● Instructions for the task
In the data that follows, how many lines contain the word "white"? Give only that number.

[Segmentation mask data]
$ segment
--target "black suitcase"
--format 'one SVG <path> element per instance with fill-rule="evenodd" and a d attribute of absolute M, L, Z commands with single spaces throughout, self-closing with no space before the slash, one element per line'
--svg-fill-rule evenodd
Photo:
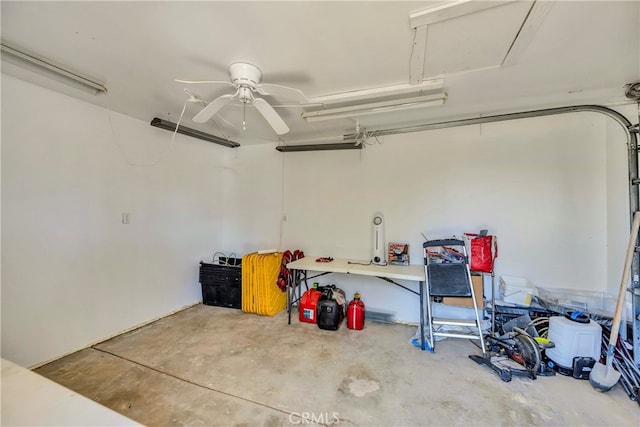
<path fill-rule="evenodd" d="M 330 331 L 340 328 L 344 319 L 344 292 L 330 286 L 322 290 L 322 296 L 316 306 L 318 327 Z"/>

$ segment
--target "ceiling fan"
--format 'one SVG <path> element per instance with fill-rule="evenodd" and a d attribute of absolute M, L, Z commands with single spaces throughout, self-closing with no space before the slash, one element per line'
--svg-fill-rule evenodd
<path fill-rule="evenodd" d="M 228 93 L 214 99 L 193 117 L 196 123 L 205 123 L 211 119 L 218 111 L 233 100 L 238 100 L 246 109 L 247 105 L 252 105 L 258 110 L 262 117 L 269 123 L 276 134 L 284 135 L 289 132 L 289 126 L 282 120 L 282 117 L 264 98 L 255 97 L 255 93 L 260 95 L 282 95 L 288 98 L 296 99 L 300 105 L 307 101 L 302 91 L 287 86 L 277 84 L 261 83 L 262 72 L 258 67 L 246 62 L 235 62 L 229 66 L 229 76 L 231 81 L 220 80 L 176 80 L 180 83 L 207 83 L 207 84 L 224 84 L 235 89 L 235 93 Z M 244 119 L 243 119 L 244 125 Z"/>

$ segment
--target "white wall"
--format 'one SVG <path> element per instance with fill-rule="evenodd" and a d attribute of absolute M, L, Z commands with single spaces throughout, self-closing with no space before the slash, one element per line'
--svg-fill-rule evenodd
<path fill-rule="evenodd" d="M 232 150 L 170 141 L 2 76 L 4 358 L 42 363 L 201 300 L 198 262 L 224 237 Z"/>
<path fill-rule="evenodd" d="M 220 250 L 241 256 L 280 248 L 283 159 L 271 144 L 242 146 L 229 162 L 225 191 L 229 221 Z"/>

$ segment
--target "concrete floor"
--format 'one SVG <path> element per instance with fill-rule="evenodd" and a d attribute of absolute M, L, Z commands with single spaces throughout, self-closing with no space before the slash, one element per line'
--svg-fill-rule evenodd
<path fill-rule="evenodd" d="M 502 382 L 466 340 L 435 354 L 416 328 L 323 331 L 197 305 L 42 366 L 50 378 L 150 426 L 638 426 L 618 385 L 555 376 Z"/>

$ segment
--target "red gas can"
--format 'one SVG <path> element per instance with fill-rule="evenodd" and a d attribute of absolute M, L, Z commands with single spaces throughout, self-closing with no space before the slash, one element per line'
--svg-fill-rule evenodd
<path fill-rule="evenodd" d="M 301 322 L 318 323 L 316 306 L 322 292 L 317 289 L 309 289 L 300 298 L 299 317 Z"/>
<path fill-rule="evenodd" d="M 364 328 L 364 303 L 360 301 L 360 294 L 353 295 L 353 300 L 347 307 L 347 328 L 360 330 Z"/>

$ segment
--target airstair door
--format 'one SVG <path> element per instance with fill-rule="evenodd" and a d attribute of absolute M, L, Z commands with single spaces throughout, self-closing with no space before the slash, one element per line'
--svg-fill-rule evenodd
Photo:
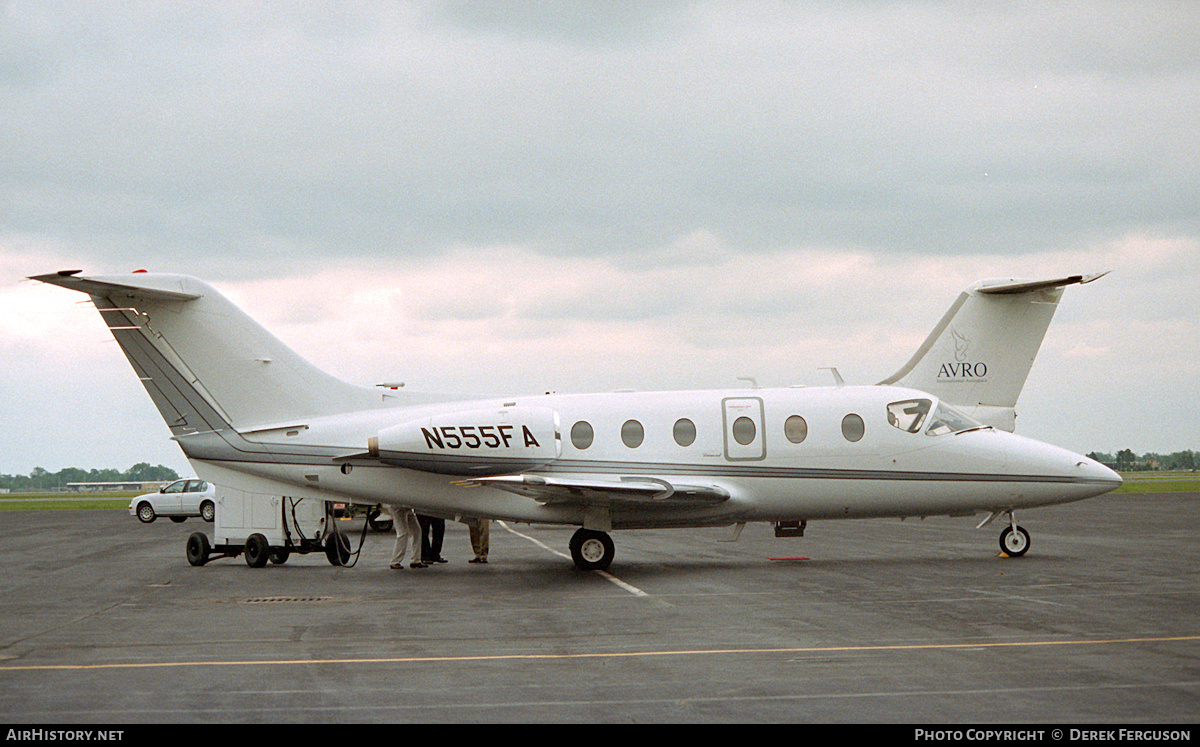
<path fill-rule="evenodd" d="M 766 458 L 763 401 L 758 397 L 728 397 L 721 400 L 721 407 L 724 409 L 725 458 L 731 462 Z"/>

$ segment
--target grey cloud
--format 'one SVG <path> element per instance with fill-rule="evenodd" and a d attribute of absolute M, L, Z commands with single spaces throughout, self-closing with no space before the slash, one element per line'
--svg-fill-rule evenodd
<path fill-rule="evenodd" d="M 44 7 L 5 20 L 2 228 L 109 259 L 1200 230 L 1191 4 Z"/>

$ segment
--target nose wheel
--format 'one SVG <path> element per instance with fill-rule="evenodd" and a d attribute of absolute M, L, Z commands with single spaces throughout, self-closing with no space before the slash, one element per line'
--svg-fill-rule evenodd
<path fill-rule="evenodd" d="M 571 559 L 581 571 L 603 571 L 612 564 L 616 548 L 612 538 L 594 529 L 580 529 L 571 535 Z"/>
<path fill-rule="evenodd" d="M 1019 558 L 1029 551 L 1029 532 L 1016 524 L 1010 524 L 1000 533 L 1000 549 L 1012 558 Z"/>

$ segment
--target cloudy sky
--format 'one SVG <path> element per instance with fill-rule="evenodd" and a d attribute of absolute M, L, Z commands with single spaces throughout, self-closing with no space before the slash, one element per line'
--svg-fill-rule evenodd
<path fill-rule="evenodd" d="M 99 315 L 205 278 L 343 378 L 850 383 L 1069 288 L 1018 432 L 1200 449 L 1200 4 L 0 1 L 0 472 L 189 472 Z"/>

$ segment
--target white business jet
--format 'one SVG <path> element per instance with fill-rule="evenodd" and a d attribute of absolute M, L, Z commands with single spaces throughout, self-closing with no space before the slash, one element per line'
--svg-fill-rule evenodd
<path fill-rule="evenodd" d="M 1014 435 L 1017 397 L 1063 288 L 1099 275 L 965 290 L 875 386 L 546 394 L 464 400 L 352 385 L 318 370 L 211 286 L 138 272 L 34 280 L 81 291 L 196 474 L 250 494 L 399 504 L 578 526 L 605 569 L 614 529 L 1006 516 L 1121 484 L 1085 456 Z M 333 555 L 330 555 L 331 560 Z"/>

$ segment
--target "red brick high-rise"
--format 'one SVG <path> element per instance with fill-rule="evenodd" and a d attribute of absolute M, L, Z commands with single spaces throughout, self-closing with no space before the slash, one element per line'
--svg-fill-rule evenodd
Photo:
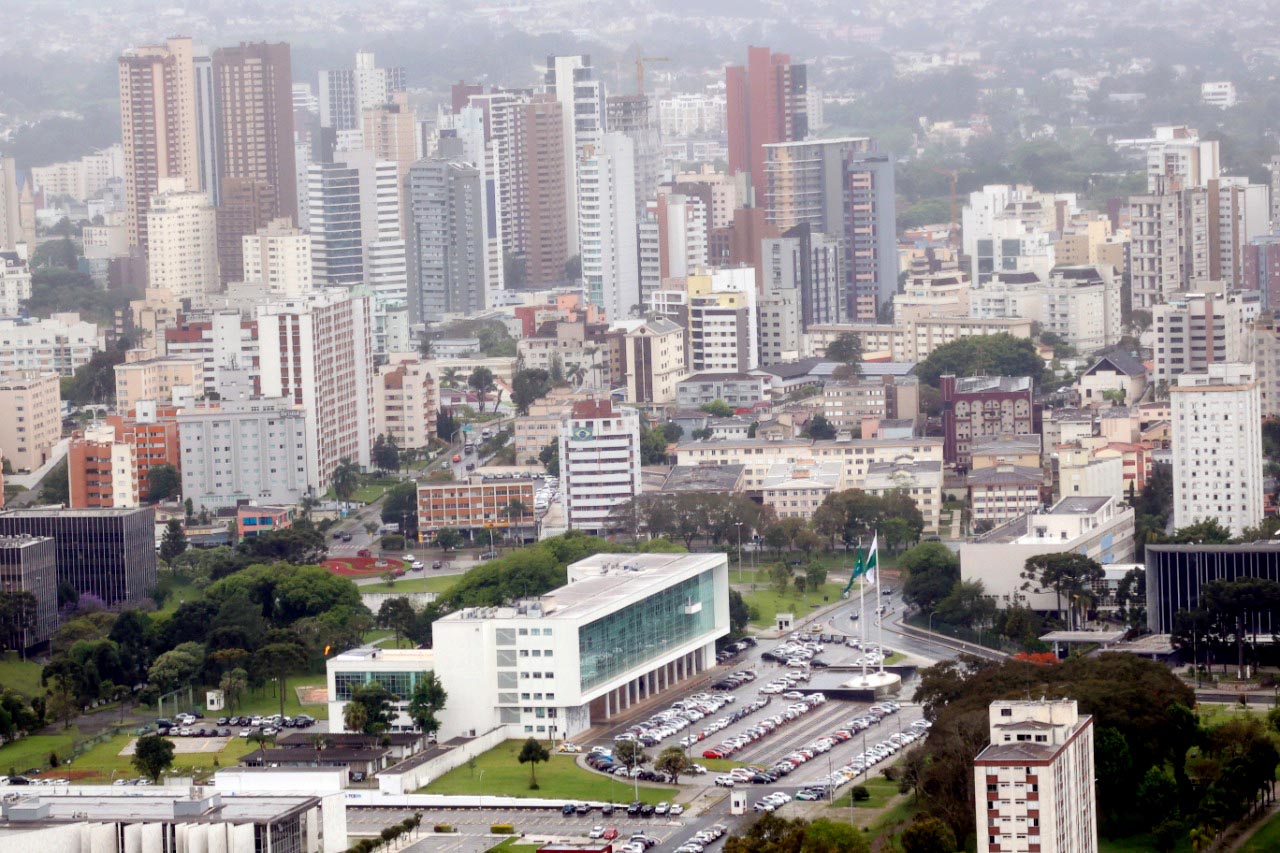
<path fill-rule="evenodd" d="M 785 53 L 748 47 L 747 64 L 724 70 L 729 127 L 729 173 L 751 173 L 756 203 L 765 190 L 764 147 L 796 142 L 809 132 L 808 67 Z"/>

● Response to the task
2